**Kaynak metin**
###
Sedat Peker, yeni videosunda Süleyman Soylu'ya seslendi

Peker, ''Şirketin yüzde 5 bin 700 büyümüş. 57 kat büyümüş. Yargılanacaksın. Yüce divana gideceksin. Ben yurtdışına gitmeden önce odanda misafir ettiğini anlatacağım'' diye konuştu.

Sedat Peker, yeni videosunda Süleyman Soylu'ya seslendi

Ülkücü mafya lideri Sedat Peker, sosyal medyadan yayınladığı 9. videoyu “Yaşadıkça ve yaşlandıkça değil, direndikçe büyürüz” başlığıyla yayınladı. Peker, belediyelerdeki rüşvet sistemine dair bildiklerini anlattı. Ülkede bilinen pek çok simanın ismini de anarken; onlara dair ciddi iddialarda bulundu.

Türkiye’de devlet-mafya ilişkilerini yeniden tartışmaya açan suç örgütü lideri Peker, yeni videosunda belediyelerdeki ve devletteki taşeron sistemi üzerinden alınan rüşvetleri anlattı.

Soylu’nun sigorta şirketine de değinen Peker, ”Şirketin yüzde 5 bin 700 büyümüş. 57 kat büyümüş. Yargılanacaksın. Yüce divana gideceksin. Ben yurtdışına gitmeden önce odanda misafir ettiğini anlatacağım” diye konuştu.
###
**Sağlanan veriler**

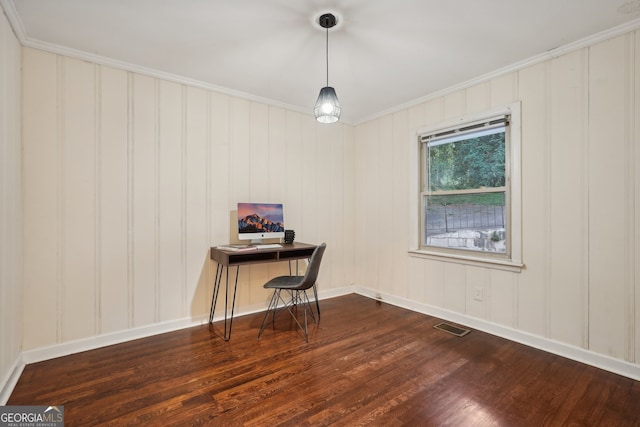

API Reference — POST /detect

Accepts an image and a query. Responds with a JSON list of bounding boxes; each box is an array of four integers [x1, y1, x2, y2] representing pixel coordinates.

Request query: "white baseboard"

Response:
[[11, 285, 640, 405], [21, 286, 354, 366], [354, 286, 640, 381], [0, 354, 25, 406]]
###
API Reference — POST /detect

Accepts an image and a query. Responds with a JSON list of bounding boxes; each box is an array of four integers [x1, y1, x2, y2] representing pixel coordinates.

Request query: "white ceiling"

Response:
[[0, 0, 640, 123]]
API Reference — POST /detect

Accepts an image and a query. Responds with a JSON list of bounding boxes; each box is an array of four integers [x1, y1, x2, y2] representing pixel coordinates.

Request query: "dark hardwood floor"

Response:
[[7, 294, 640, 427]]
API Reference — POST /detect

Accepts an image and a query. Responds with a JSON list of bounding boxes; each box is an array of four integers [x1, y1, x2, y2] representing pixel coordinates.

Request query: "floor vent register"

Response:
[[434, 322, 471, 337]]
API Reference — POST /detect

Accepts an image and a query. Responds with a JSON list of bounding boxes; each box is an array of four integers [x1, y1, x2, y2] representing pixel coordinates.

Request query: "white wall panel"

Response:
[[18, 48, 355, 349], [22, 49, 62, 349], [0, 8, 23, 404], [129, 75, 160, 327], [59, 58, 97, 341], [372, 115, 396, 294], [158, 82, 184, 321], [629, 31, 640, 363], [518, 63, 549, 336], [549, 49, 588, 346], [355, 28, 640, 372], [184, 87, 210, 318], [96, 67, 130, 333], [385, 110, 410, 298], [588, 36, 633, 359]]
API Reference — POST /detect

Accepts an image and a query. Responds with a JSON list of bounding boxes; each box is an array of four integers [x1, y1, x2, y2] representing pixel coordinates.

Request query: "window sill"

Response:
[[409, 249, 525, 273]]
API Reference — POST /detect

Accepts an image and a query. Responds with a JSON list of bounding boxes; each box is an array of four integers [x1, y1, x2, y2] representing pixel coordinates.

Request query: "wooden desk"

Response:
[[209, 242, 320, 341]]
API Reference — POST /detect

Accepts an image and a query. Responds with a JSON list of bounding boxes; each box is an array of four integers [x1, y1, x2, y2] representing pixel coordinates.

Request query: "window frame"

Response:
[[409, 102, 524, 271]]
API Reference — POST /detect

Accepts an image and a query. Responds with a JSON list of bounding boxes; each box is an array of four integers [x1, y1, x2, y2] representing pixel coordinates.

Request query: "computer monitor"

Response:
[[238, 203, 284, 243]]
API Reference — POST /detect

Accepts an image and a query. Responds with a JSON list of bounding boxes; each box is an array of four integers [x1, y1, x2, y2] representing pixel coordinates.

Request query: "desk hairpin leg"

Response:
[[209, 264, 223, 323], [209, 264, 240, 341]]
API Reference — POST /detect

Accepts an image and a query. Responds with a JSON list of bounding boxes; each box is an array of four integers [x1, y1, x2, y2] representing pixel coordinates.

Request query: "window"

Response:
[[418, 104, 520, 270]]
###
**Görev A**
Sedat Peker'in videosuna dair haberdeki “Peker, belediyelerdeki rüşvet sistemine dair bildiklerini anlattı.” cümlesini İngilizceye çevirin.
**Görev B**
Sedat Peker'in videosuna dair haberi son cümlesinden sonrası için sürdürün.
Kayıtların metinle bir ilgisi yoktur.

**Alıştırma yanıtı A**
Peker recounted what he knew about the bribery system in municipalities.

**Alıştırma yanıtı B**
Peker’in yeni iddiaları şöyle:

“Ben size ülkede nasıl para çalınıyor, belediyelerdeki rüşvet sistemi, alt dernekler var anlatacağım kafayı yiyeceksiniz böyle profesyonel hırsızlık mı olur diye

Şimdi bir belediye başkanına rüşvet vermeye gittiğinde adam senden parayı almıyor ya bir kelek yaparsa ya gizli kayıt yapıyorsa diye. Diyor ki bizim bir derneğimiz var. Oraya şu kadar yardım yap, 1 milyon, 3 milyon. Sen gidip oraya parayı yatırıyorsun ‘hayır işi’ için. Sen gidiyorsun parayı yatırıyorsun, kaçak kat çıkıyorsun, artık ne yapmak istiyorsun onu yapıyorsun. E para belediye başkanına gitmedi. O ne yapıyor? 100 bin liralık bir iş var, en güvendiği arkadaşı diyor ki 1 milyon liraya fatura kes diyor.

Sonra o 1 milyon liralık işi alıyor ama 100 bin liraya yapıyor. Bir 100 bin de diyor vergi filan çıkarsa 800 bin lirayı kılçıksız alıp cebe indiriyor. Ve hiçbir polis takibinden ceza almıyorlar. Sistem bunun üstüne. Bakın şaka yapmıyorum. Hiçbir polis takip altında neden ceza almıyor, sonunda beraat ediyorlar, sistem bunun üzerine.

Taşeron sistemi nasıl onu da anlatacağım. Bunlar bir ufak hamleyle değişilir. İnsanın karısına, çocuğuna zaafı olur, onu etkileyip seni yönlendirebilirler. Sistem kuracaksınız siz. Bana aslan avını bana yaptıracaksınız ben de size anlatacağım.”

BEŞLİ ÇETE, ONLU ÇETE

“Siz hep diyorsunuz ya, beşli çete, onlu çete, onlara ihaleyi veriyorlar. 1 milyar dolar, bunlar siz zannediyor musunuz, bunların işçileri var, yok. Bunlar alt taşeron sistemi var. Bunlar taşeronlara veriyorlar. 400 bin dolar taşerona veriyor, 600 milyon dolar kılçıksız bu tarafta. Alt taşeronun da alt taşeronu var. Samimi söylüyorum, rezalet, komedi. Tüm sistem bu şekilde çalışıyor. O alt taşeron ne yapıyor? En son o taşeronun da bir altı var, onlar kamyonların filan sahipleri var ya, onlar da yolunu buluyor da, emeğinin karşılığını buluyorlar.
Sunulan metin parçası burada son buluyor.